— Begin Data to use —

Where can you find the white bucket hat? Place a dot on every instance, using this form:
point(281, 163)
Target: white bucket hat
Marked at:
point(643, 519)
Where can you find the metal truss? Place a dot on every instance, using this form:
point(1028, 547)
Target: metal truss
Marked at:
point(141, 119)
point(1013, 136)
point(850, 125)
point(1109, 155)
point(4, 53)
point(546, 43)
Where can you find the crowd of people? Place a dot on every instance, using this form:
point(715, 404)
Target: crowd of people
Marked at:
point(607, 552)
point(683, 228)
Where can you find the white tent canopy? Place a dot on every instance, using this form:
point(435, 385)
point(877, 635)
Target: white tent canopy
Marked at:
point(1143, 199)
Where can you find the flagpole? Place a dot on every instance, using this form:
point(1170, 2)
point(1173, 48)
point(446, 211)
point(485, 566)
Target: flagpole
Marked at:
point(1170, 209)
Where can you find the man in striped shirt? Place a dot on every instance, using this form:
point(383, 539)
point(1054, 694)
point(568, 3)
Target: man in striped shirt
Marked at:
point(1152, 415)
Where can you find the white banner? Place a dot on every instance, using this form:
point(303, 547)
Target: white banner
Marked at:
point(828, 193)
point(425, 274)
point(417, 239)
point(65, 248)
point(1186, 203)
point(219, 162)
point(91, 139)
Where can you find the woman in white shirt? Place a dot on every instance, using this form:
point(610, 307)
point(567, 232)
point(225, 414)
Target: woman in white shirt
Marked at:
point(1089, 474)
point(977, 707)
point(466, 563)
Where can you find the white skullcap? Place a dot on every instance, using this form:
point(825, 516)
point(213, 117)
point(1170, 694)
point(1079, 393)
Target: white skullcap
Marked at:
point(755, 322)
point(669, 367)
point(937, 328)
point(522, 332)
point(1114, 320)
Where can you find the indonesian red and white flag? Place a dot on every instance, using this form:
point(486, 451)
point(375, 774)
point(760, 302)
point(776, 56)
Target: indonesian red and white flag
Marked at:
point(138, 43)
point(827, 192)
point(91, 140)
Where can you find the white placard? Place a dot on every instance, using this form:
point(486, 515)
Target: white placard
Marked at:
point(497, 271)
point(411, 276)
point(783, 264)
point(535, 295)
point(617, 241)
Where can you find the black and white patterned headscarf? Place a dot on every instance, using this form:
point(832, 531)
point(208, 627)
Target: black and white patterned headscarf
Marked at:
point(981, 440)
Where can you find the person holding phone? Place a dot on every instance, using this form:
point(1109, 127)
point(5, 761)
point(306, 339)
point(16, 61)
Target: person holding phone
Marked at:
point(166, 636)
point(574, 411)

— End Data to use —

◆ Given problem
Quote every line of the data above verbatim.

◆ Worked solution
Where can you find the white bucket hat? Place a dot on every instance, using this form:
point(281, 163)
Target: white bucket hat
Marked at:
point(643, 519)
Where can you find the metal truss? Place a dot on every instance, using this form:
point(1028, 547)
Target: metal truss
Marked at:
point(141, 119)
point(1013, 136)
point(850, 125)
point(1109, 155)
point(4, 53)
point(546, 43)
Where can you find the crowd of people? Place a dot on every instance, using this form:
point(715, 404)
Target: crowd of people
Marked at:
point(607, 552)
point(683, 228)
Where can you find the white tent canopy? Place a dot on every instance, using this form:
point(435, 385)
point(877, 635)
Target: white tent canopy
Marked at:
point(1143, 199)
Where can you find the flagpole? Place a dot on every instance, using this form:
point(1170, 2)
point(1173, 48)
point(446, 211)
point(485, 566)
Target: flagpole
Marked at:
point(1170, 209)
Where can you find the man in striped shirt? Place a dot on every instance, using this form:
point(383, 539)
point(1054, 694)
point(568, 3)
Target: man in striped shirt
Marked at:
point(1152, 415)
Where can you find the white banner? Place a dot on every instance, using this form:
point(303, 547)
Target: white banner
Marked at:
point(828, 193)
point(425, 274)
point(417, 239)
point(65, 248)
point(1186, 203)
point(219, 162)
point(91, 139)
Where can you find the woman in white shirt? Place a dot on every instance, using this form:
point(610, 307)
point(567, 232)
point(225, 414)
Target: woman in white shirt
Marked at:
point(1089, 474)
point(977, 707)
point(466, 563)
Where can you find the white skullcap? Place a dot on every instance, using this form:
point(825, 516)
point(213, 117)
point(1170, 694)
point(1079, 393)
Target: white skullcap
Marked at:
point(755, 322)
point(669, 367)
point(937, 328)
point(522, 332)
point(1114, 320)
Where can you find the indonesian red and white flag? Place a dot on every instance, using this form:
point(486, 451)
point(375, 774)
point(760, 302)
point(776, 56)
Target: indonesian red and white flag
Marked at:
point(138, 43)
point(827, 192)
point(91, 140)
Where can you find the white placard? Place a dot on every instance, using this form:
point(486, 515)
Target: white placard
Marked at:
point(497, 271)
point(411, 276)
point(783, 264)
point(535, 295)
point(617, 241)
Where can you find the black and white patterned headscarf? Place a dot on every instance, using this form:
point(832, 531)
point(208, 627)
Target: black and white patterned headscarf
Marked at:
point(981, 440)
Where can you find the person holding phone? Place a dot on every instance, using this form:
point(1109, 127)
point(5, 761)
point(306, 339)
point(16, 61)
Target: person holding phone
Marked at:
point(166, 636)
point(574, 411)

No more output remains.